**WHAT YOU ARE ASKED TO DO**
Lines from the line with "of the cross" to the line with "of the shadow" in the entries below, and only those, must be output exactly, with both ends included.

[Collected data entries]
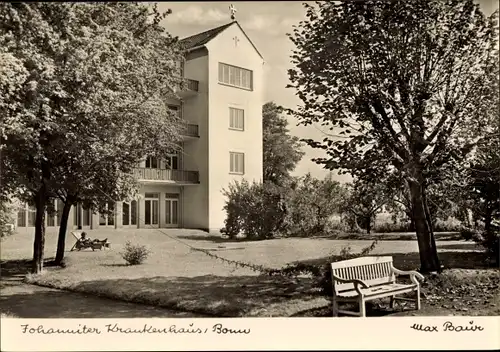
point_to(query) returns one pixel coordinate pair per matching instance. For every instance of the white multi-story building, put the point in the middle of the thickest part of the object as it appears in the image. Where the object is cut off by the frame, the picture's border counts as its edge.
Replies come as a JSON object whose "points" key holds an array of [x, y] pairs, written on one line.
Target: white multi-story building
{"points": [[222, 108]]}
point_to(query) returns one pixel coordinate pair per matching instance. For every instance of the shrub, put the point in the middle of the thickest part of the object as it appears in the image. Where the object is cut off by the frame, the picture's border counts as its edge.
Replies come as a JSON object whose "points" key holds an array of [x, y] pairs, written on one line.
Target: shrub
{"points": [[490, 241], [312, 205], [135, 254], [449, 225], [258, 210], [386, 227]]}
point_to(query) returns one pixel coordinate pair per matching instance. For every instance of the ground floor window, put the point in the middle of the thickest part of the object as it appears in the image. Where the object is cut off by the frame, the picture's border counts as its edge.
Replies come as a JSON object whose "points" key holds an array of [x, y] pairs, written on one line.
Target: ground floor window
{"points": [[31, 216], [108, 219], [171, 209], [151, 208], [129, 213], [86, 217], [21, 216]]}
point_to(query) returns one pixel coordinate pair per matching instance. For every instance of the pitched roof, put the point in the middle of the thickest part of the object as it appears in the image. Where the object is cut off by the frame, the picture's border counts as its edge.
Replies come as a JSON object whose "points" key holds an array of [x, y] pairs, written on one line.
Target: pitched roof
{"points": [[204, 37]]}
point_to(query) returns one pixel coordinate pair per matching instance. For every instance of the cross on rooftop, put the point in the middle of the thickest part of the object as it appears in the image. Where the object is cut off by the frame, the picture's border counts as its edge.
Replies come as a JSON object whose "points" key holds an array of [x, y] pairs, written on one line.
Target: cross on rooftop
{"points": [[233, 10]]}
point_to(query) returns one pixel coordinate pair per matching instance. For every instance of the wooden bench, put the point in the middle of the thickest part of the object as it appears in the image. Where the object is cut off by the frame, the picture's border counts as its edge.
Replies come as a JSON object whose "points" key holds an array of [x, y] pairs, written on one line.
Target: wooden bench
{"points": [[368, 278]]}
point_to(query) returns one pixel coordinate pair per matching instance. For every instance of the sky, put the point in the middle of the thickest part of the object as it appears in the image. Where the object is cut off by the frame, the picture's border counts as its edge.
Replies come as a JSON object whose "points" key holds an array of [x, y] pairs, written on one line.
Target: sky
{"points": [[266, 23]]}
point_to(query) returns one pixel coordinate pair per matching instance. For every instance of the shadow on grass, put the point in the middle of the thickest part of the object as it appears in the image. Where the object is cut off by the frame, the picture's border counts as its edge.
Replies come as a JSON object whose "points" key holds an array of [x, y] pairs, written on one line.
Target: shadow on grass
{"points": [[219, 239], [208, 294], [47, 303], [462, 246]]}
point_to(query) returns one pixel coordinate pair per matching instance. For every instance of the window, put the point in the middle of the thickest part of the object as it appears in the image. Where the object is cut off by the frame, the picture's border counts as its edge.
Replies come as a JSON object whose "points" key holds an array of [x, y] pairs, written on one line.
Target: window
{"points": [[236, 119], [235, 76], [176, 109], [172, 162], [21, 216], [236, 163], [151, 162], [31, 216]]}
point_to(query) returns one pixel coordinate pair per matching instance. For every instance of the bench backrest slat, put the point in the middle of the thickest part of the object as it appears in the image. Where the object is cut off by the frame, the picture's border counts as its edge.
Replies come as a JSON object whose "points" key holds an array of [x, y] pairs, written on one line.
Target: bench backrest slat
{"points": [[372, 270]]}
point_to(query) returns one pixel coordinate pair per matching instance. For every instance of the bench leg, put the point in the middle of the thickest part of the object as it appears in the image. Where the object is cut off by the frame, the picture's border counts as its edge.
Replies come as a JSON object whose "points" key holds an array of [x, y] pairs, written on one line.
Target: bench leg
{"points": [[335, 307], [362, 308], [417, 300]]}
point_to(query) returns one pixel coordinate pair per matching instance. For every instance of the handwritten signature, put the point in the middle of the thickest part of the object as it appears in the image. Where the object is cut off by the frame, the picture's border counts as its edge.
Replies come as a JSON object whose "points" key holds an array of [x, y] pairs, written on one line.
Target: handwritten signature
{"points": [[146, 329], [448, 326]]}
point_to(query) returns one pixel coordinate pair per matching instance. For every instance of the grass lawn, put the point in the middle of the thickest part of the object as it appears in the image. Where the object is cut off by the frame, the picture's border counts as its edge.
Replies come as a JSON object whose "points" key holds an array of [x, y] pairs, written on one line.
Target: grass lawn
{"points": [[175, 276]]}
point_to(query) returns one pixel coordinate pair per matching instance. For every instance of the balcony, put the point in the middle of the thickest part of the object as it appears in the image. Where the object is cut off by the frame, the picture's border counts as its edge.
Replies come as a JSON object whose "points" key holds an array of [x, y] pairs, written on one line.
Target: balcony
{"points": [[190, 130], [180, 177], [189, 89]]}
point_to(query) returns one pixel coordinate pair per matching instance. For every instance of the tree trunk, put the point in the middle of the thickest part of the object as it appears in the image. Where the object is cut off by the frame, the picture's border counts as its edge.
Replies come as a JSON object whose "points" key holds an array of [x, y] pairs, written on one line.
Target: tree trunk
{"points": [[488, 219], [430, 223], [39, 243], [429, 260], [412, 224], [61, 239]]}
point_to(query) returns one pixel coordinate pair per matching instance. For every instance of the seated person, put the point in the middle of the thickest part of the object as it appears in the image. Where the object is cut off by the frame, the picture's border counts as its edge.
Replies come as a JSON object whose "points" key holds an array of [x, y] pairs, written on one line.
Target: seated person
{"points": [[84, 238]]}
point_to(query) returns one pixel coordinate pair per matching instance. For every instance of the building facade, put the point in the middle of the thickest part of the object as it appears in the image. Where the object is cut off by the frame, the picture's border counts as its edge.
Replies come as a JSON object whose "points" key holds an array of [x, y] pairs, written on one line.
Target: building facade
{"points": [[222, 109]]}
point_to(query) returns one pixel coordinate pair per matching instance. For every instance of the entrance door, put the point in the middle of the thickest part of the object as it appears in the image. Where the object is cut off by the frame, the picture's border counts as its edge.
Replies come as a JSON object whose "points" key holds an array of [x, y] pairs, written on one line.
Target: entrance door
{"points": [[151, 209], [129, 214], [172, 212]]}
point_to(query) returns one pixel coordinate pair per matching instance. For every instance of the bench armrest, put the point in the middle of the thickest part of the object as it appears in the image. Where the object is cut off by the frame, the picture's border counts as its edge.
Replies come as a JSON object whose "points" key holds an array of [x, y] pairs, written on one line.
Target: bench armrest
{"points": [[413, 274], [356, 283]]}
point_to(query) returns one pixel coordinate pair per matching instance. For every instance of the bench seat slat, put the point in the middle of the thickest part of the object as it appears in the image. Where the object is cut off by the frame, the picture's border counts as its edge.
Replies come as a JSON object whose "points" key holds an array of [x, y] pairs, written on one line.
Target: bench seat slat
{"points": [[375, 290]]}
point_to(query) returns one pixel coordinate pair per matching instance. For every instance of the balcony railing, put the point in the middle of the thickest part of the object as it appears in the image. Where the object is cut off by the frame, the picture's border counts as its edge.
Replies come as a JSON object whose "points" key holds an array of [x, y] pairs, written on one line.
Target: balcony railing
{"points": [[188, 89], [176, 176], [192, 85], [190, 130]]}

**SOLUTION BELOW**
point_to(query) returns one pixel coordinate pair per matching instance. For every instance of the cross on rooftop, put the point in the middle of the thickest part of the object as it appears in the image. Where the object is cut off by the frame, the picture's border counts as its edge.
Replies come as a JSON object whose "points" key holds an array of [x, y] pairs, written on one line.
Target: cross on rooftop
{"points": [[233, 10]]}
point_to(query) returns one pixel coordinate pair per matching instance. For every instance of the wooden bench, put the point in the middle of the thickest part of the object as it appears in the image. Where the object is cut off by the frame, the picture's border counts as its edge.
Replies come as a JSON object whose "points" key holds an array of [x, y] pairs, written on one line.
Target: wooden bench
{"points": [[368, 278]]}
point_to(query) returns one pixel coordinate pair per matching instance. For every instance of the sky, put the point in the middle of the thickest part of the object as it appears in the image. Where the object is cut off by the frame, the picture's border counts as its edge.
Replies come as a JSON object whose "points" key holds an array of [x, y] pairs, written on one line.
Target: sky
{"points": [[266, 23]]}
point_to(query) returns one pixel coordinate pair per matching instance. For every instance of the shadow on grass, put the point in the middle of the thickest part of the object as it appears in the image. Where the object is cut off by the frame, the picture's border counts as its edge.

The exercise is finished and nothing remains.